**Problem to solve**
Copy the lines exactly as they appear, starting with the first line of the records and ending with the line that contains "indicate the white".
::: Records for the exercise :::
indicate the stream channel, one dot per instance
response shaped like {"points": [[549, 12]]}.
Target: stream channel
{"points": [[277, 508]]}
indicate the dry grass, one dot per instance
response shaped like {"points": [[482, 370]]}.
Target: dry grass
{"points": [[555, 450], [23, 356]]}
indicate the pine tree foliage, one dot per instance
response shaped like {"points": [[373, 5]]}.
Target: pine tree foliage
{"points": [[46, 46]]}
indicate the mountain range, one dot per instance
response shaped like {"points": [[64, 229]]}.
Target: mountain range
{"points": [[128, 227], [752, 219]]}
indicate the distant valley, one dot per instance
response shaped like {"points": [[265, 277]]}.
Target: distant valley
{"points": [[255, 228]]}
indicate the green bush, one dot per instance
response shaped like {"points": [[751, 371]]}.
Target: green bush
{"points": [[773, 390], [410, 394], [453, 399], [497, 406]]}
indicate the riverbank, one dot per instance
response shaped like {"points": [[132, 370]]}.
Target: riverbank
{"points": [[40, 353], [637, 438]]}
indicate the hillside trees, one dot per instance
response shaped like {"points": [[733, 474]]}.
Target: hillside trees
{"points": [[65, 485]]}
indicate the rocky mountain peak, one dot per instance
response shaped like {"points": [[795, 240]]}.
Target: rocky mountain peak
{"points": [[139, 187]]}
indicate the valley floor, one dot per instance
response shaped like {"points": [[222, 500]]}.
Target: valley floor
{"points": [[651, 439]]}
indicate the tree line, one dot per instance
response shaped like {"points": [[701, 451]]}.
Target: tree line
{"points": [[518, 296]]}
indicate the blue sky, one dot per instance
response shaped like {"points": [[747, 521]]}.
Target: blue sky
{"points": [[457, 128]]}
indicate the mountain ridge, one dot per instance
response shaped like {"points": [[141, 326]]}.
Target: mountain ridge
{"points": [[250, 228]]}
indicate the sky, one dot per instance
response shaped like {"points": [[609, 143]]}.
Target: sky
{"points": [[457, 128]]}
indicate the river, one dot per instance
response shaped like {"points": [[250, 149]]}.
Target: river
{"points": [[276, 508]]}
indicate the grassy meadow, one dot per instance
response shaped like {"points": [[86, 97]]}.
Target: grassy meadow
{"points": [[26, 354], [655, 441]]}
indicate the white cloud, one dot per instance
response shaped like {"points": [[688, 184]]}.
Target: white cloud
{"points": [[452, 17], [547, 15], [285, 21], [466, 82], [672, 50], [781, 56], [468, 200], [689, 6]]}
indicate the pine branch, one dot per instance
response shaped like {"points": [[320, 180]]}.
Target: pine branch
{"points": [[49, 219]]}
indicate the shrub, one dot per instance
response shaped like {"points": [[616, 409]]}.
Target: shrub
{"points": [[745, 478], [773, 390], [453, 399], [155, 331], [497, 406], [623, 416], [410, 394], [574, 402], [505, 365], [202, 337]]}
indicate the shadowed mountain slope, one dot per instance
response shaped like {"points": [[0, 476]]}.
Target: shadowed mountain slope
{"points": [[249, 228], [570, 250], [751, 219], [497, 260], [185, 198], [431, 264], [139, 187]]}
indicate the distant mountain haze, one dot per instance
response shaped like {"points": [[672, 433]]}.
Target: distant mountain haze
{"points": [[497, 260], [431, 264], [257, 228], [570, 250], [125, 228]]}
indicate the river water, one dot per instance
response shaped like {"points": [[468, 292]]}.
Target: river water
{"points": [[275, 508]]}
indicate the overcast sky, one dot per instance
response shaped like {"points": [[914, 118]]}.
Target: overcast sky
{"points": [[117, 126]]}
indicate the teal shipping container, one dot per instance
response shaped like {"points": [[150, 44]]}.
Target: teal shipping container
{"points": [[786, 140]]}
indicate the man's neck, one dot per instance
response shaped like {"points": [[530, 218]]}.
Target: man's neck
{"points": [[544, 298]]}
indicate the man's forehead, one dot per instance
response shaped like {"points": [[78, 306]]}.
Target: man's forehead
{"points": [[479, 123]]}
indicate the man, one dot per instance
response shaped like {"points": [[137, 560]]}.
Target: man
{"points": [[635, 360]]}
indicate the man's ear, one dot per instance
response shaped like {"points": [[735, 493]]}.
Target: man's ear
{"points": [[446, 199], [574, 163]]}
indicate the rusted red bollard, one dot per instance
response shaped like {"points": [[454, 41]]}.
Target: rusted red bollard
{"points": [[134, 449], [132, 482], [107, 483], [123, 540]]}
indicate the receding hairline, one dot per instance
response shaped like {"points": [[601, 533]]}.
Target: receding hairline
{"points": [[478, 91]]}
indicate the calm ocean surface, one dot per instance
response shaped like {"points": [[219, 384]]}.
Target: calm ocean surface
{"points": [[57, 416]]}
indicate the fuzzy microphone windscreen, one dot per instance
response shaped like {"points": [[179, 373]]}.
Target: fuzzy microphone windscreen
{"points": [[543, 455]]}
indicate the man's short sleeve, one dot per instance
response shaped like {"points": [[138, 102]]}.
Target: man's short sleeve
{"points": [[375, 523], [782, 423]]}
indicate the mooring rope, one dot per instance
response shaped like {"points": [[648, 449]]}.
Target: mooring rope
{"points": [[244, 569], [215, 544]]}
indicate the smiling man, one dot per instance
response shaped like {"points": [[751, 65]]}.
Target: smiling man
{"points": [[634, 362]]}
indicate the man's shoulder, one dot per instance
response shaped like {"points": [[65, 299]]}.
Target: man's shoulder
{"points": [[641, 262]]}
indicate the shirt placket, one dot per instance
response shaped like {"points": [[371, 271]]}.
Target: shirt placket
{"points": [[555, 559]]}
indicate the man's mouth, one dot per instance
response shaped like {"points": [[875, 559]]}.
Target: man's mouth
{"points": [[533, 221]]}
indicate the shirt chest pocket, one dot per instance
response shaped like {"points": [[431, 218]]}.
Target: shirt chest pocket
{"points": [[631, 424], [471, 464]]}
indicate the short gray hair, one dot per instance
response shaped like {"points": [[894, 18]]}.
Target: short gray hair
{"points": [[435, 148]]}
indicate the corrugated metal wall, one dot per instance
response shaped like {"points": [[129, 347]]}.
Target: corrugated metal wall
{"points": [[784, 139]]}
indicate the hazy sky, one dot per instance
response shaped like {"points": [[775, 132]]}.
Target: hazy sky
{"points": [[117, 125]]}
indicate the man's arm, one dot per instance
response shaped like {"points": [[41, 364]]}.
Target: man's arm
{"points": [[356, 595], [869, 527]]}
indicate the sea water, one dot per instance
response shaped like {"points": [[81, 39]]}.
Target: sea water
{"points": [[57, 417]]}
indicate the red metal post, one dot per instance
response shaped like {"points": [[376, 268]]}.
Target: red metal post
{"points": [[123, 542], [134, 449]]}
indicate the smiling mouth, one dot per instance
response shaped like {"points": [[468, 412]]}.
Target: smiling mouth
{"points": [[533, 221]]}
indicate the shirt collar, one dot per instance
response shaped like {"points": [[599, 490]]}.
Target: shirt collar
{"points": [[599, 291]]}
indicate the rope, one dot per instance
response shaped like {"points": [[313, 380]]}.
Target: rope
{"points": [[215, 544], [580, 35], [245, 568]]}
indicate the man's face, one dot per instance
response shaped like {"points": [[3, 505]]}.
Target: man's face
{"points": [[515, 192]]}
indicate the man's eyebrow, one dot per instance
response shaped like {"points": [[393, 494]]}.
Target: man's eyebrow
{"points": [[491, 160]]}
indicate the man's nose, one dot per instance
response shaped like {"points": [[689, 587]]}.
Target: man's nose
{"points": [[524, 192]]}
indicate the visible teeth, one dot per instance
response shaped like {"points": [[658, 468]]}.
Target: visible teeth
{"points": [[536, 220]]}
:::
**Answer for this exercise**
indicate the stream channel, one dot per instance
response shaped like {"points": [[549, 12]]}.
Target: stream channel
{"points": [[277, 508]]}
indicate the dry grass, one dot per instance
response shaped like {"points": [[482, 370]]}.
Target: dry grass
{"points": [[555, 450], [23, 356]]}
indicate the pine tree foliage, one dot per instance
response shaped like {"points": [[373, 5]]}.
Target: pine tree foliage
{"points": [[46, 46]]}
indicate the mountain range, one dot per instance
response shaped like {"points": [[64, 229]]}.
Target: mountain range
{"points": [[128, 227], [752, 219]]}
indicate the distant valley, one dot per instance
response shaped like {"points": [[265, 277]]}.
Target: distant valley
{"points": [[255, 228]]}
indicate the green bush, one dot per instance
response shaped like {"points": [[751, 371]]}.
Target: green bush
{"points": [[773, 390], [410, 394], [453, 399], [497, 406]]}
indicate the riverbank, one dot per instance
response shaped like {"points": [[132, 370]]}.
Target: riverbank
{"points": [[40, 353], [637, 438]]}
indicate the hillside trees, one dot per instance
response shaped like {"points": [[733, 474]]}.
Target: hillside trees
{"points": [[65, 485]]}
indicate the rocky mountain peak, one dot per instance
response shaped like {"points": [[795, 240]]}.
Target: rocky mountain peak
{"points": [[139, 187]]}
indicate the valley floor, one dot per instance
response shaped like {"points": [[222, 500]]}.
Target: valley floor
{"points": [[651, 439]]}
indicate the tree line, one dot per instance
response shaped like {"points": [[701, 451]]}.
Target: tree line
{"points": [[518, 296]]}
indicate the blue sky, one dot per instance
response shaped like {"points": [[747, 521]]}.
Target: blue sky
{"points": [[457, 128]]}
indicate the mountain ridge, one dot per instance
response shaped like {"points": [[141, 326]]}.
Target: mountain ridge
{"points": [[250, 228]]}
indicate the sky, one dot per instance
response shaped like {"points": [[609, 143]]}.
Target: sky
{"points": [[457, 128]]}
indicate the river, one dot per instance
response shaped like {"points": [[250, 149]]}.
Target: river
{"points": [[276, 508]]}
indicate the grassy meadow, one dot per instance
response shaped like {"points": [[86, 97]]}.
Target: grassy meadow
{"points": [[26, 354], [655, 441]]}
indicate the white cloud, one dot per instance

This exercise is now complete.